• _Consignes_:
a) D'après le texte sur l'eau en Chine, pourquoi le plateau tibétain est-il sec ? Répondez en une à trois phrases.
b) Poursuivez le texte sur l'eau en Chine à la suite de sa dernière phrase.

• _Texte_:
···
Pour synthétiser, une ligne est-ouest qui court de Shanghaï jusqu’à Chongqing à peu près différencie une Chine sèche d’une Chine humide. A l’ouest et au nord, le volume des précipitations annuelles est souvent inférieur à 400 mm d’eau. A titre de comparaison, le volume moyen en France est de 800 mm et le Bassin parisien, qui manque d’eau, compte en moyenne 600 mm de précipitation. En conséquence, le nord et l’ouest de la Chine sont confrontés à l’avancée des déserts et au phénomène des pluies acides ce qui n’est pas sans effet sur les sols. A contrario, la Chine du sud est bien mieux pourvue en eau.
Cette dichotomie nord-sud s’explique en bonne partie par l’impact du relief sur les masses d’air. Les chaînes de montagne du sud bloquent l’humidité de la mousson estivale. L’Himalaya notamment empêche les masses d’air humide de remonter par le sud ce qui explique la sécheresse du plateau tibétain. Les flux qui pénètrent par la Mer de Chine ne suffisent pas à pallier cette carence. Pékin par exemple est une ville froide en hiver qui ne connaît pas la mousson avant juillet alors qu’au sud, elle commence au mois de mai. Lorsque la mousson s’arrête dans le sud de la Chine, Pékin manque d’eau. Certes les barrages assurent une réserve conséquente en eau potable pour la population mais ils ne permettent pas d’alimenter en eau l’agriculture.
···
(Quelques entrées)
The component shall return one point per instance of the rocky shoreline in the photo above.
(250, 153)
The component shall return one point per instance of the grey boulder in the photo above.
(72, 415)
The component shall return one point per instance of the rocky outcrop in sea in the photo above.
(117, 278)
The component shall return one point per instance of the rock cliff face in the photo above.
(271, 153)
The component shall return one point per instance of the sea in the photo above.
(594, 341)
···
• _Réponses attendues_:
a) Le plateau tibétain est sec parce que l'Himalaya empêche les masses d'air humide de la mousson estivale de remonter par le sud. Les flux qui pénètrent par la mer de Chine ne suffisent pas à pallier cette carence.

b)
La Chine compte 20 000 barrages de plus de 15 m de haut mais toutes les régions ne se trouvent toutefois pas dans la même situation. A l’ouest, on observe peu de régulation et d’équipement en barrage alors que le nord est très équipé avec des taux de régulation parfois supérieurs à 200% ce qui signifie que l’eau est réutilisée plusieurs fois.
Au XXe siècle, s’impose rapidement l’idée de rééquilibrer cette répartition. Le transfert d’eau est une idée en vogue dès le début de la République et les Autrichiens et les Américains en étudient alors la faisabilité. En raison de son coût, le projet est néanmoins arrêté sous Mao. A sa mort, le nouveau gouvernement veut relancer l’économie et la question du transfert d’eau se pose de nouveau dans le cadre d’une politique de l’offre. Deux solutions sont envisagées : faire trois barrages dans les gorges ou un seul. Cette seconde hypothèse – qui sera finalement celle adoptée – suppose de construire un barrage de 105 m de haut qui se trouverait plus haut que le réservoir existant sur la rivière Han et permettrait ainsi d’envoyer l’eau à Pékin par gravité depuis le pied de la montagne. L’Académie y est défavorable et ce barrage est débattu, notamment par les députés du Jiangxi qui y sont défavorables. Le projet est finalement lancé en 1992 et la mise en eau a lieu en 2002 même si les travaux ne sont en fait terminés qu’en 2009. Les Canadiens et les Américains qui étaient associés au projet originel se sont retirés pour des raisons politiques mais EDF et le groupe Siemens ont participé aux travaux jusqu’au bout. Il y a bien évidemment eu de profondes conséquences sociales à la construction d’un tel édifice : entre 1,5 et 1,8 million de personnes ont été déplacées lors de la construction pour permettre la mise en eau de la retenue.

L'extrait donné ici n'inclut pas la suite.